--- RECORD EXTRACTS ---
>>>>

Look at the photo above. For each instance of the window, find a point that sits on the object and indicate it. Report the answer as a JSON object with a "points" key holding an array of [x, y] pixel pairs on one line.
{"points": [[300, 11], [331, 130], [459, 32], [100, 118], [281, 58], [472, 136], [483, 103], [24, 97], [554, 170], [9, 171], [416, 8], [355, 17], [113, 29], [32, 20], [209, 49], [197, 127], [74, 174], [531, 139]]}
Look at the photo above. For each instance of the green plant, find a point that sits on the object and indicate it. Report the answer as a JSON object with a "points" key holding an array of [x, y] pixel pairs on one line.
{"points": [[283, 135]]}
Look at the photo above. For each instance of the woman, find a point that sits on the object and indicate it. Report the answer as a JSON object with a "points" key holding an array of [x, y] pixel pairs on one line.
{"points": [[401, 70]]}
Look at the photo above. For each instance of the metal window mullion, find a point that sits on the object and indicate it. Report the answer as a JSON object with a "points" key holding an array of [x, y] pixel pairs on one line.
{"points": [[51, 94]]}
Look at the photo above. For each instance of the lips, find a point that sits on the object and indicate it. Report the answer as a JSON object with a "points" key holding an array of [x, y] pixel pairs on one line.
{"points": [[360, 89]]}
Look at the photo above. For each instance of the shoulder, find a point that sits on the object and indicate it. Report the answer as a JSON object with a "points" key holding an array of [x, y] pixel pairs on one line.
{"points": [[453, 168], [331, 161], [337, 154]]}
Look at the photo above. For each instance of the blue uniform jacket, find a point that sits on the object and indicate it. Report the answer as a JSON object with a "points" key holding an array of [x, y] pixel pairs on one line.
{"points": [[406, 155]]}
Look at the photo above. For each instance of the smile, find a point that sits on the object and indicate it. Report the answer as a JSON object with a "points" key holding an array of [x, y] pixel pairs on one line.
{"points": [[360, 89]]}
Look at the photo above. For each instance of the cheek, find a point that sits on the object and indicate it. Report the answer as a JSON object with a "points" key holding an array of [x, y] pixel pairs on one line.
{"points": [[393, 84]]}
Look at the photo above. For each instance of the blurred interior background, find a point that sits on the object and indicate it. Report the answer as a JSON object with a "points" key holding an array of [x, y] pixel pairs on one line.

<<<<
>>>>

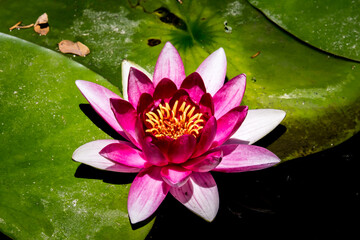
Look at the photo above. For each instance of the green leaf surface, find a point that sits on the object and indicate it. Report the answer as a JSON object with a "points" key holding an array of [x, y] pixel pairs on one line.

<<<<

Show each line of the data above that contains the string "window".

Look at the photo above. For each instance of the window, find a point that sits on the object and indicate it. Report the answer as a JSON object with a "points" key holding an array of [x, y] pixel pairs on one line.
Look at the photo above. For each instance of the metal window mullion, find a point that sits on the object and indicate it. Report the answer as a JSON object with a "points" key holding an array of [x, y] pixel pairs on one line.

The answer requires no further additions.